Task prompt ▸ The word "wing" marks the lines to find; copy every such line from the data below.

Information shown ▸
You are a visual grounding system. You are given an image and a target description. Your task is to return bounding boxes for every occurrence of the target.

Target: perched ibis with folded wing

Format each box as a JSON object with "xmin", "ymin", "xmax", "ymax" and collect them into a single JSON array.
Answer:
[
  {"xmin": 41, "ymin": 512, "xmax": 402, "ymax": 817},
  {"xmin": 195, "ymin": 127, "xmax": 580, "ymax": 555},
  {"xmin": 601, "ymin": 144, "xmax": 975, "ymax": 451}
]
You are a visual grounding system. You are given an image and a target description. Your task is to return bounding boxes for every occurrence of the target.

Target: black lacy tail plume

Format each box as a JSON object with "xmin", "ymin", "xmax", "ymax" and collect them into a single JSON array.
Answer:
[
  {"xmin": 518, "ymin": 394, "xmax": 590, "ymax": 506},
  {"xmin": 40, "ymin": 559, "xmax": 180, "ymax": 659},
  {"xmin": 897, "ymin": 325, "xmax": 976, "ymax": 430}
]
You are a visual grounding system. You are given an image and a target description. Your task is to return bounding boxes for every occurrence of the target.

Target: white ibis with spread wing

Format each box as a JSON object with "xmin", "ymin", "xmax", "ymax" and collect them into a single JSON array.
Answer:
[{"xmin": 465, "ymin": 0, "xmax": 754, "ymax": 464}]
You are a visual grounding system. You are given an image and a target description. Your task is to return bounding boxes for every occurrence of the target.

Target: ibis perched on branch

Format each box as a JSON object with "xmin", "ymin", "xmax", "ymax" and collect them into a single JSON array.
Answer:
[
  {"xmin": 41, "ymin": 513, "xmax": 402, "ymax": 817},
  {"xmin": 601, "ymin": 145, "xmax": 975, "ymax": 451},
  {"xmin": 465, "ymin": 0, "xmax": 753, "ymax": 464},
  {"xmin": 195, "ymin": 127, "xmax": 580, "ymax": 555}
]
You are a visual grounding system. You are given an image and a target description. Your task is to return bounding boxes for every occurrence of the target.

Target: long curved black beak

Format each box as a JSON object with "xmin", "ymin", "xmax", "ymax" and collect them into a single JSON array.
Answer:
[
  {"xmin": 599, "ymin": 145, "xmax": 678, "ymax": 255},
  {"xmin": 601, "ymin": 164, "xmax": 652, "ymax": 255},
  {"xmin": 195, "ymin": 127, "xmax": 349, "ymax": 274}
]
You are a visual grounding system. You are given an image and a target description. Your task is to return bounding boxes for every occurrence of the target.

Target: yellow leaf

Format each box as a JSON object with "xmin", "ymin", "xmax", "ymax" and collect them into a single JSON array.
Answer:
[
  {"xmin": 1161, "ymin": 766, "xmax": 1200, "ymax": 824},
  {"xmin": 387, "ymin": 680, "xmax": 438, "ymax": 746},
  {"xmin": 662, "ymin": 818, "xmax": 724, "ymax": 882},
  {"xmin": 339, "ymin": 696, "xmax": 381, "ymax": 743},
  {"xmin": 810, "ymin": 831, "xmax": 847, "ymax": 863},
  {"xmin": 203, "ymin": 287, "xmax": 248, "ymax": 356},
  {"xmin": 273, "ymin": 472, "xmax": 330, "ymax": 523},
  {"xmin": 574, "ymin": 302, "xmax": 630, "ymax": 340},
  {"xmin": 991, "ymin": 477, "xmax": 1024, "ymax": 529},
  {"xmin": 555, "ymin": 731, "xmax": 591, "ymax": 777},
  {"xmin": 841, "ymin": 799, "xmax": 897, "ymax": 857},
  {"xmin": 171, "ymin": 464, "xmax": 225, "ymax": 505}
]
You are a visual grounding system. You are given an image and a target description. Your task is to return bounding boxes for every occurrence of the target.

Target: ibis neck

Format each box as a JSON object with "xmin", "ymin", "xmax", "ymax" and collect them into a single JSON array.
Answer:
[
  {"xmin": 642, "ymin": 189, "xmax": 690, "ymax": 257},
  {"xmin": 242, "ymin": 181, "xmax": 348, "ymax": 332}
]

Problem solution ▸
Target: perched ibis with folded wing
Target: white ibis with spread wing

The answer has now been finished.